Minggu, (20/10) menjadi hari di mana Prabowo dan Gibran resmi menjadi Presiden dan Wakil Presiden Republik Indonesia (RI) menggantikan Joko Widodo dan Ma’ruf Amin. Satu hari pasca menjabat, Presiden Prabowo juga resmi mengumumkan susunan kabinetnya sekaligus memberi nama dengan kabinet Merah Putih.
Isu konsep kabinet Zaken yang santer dibicarakan belakangan ini, ternyata benar adanya diadopsi oleh Presiden Prabowo. Dengan memecah beberapa kementerian menjadi kementerian tunggal, seperti Kementerian Pendidikan, Budaya, dan Riset Teknologi (Kemendikbudristek) menjadi Kementerian Pendidikan Dasar, dan Menengah, Kementerian Pendidikan Tinggi, Sains, dan Teknologi, serta Kementerian Kebudayaan.
Kementerian yang dipecah tersebut kemudian diisi oleh tokoh-tokoh yang dianggap kompeten di bidangnya. Dengan dipecahnya kementerian ini juga akan menambah jumlah kementerian yang awalnya 34 menjadi 48 dan juga menambah posisi jabatan, seperti halnya satu menteri akan didampingi oleh satu sampai tiga wakil menteri.
Sejarah Kabinet Zaken
Kata Zaken sendiri berasal dari bahasa Belanda yang memiliki arti urusan, usaha, ataupun pokok. Kabinet Zaken sendiri merujuk kepada kabinet yang tersusun oleh orang-orang yang dipilih karena kompetensi atau keahliannya di suatu bidang, tanpa memandang latar belakang politiknya.
Dalam konsep kabinet Zaken, seorang menteri akan dipilih karena kemampuannya dalam suatu bidang bukan karena dirinya yang merupakan perwakilan dari partai politik atau bentuk balas budi karena telah mendukung di masa pemilihan.
_ _ _ _ _ _ _
**Daftar Tugas**
(a) Jawab pertanyaan berikut berdasarkan bacaan.
(i) Nama apa yang diberikan Presiden Prabowo untuk kabinetnya?
(ii) Berapa jumlah kementerian sebelum dan sesudah pemecahan?
(iii) Dari bahasa apa kata Zaken berasal?
(b) Salin persis bagian bacaan antara "Kementerian yang dipecah" dan "latar belakang politiknya.", termasuk keduanya.
Daftar yang menyusul tidak ada kaitannya dengan hal ini.

**Data Terkumpul**
_ _ _ _ _ _ _
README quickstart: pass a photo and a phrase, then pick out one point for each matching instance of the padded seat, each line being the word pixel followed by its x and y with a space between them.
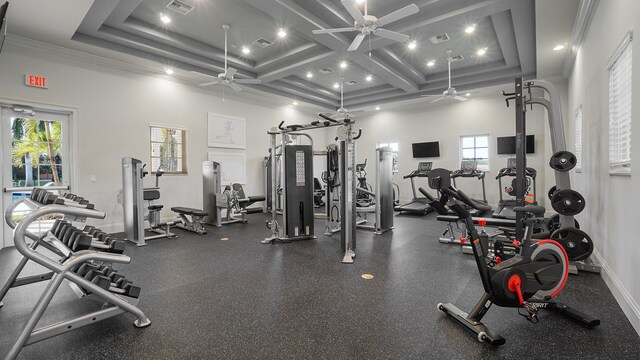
_ _ _ _ _ _ _
**Jawaban**
(a)
(i) Kabinet Merah Putih.
(ii) Awalnya 34, menjadi 48.
(iii) Bahasa Belanda.

(b)
Kementerian yang dipecah tersebut kemudian diisi oleh tokoh-tokoh yang dianggap kompeten di bidangnya. Dengan dipecahnya kementerian ini juga akan menambah jumlah kementerian yang awalnya 34 menjadi 48 dan juga menambah posisi jabatan, seperti halnya satu menteri akan didampingi oleh satu sampai tiga wakil menteri.
Sejarah Kabinet Zaken
Kata Zaken sendiri berasal dari bahasa Belanda yang memiliki arti urusan, usaha, ataupun pokok. Kabinet Zaken sendiri merujuk kepada kabinet yang tersusun oleh orang-orang yang dipilih karena kompetensi atau keahliannya di suatu bidang, tanpa memandang latar belakang politiknya.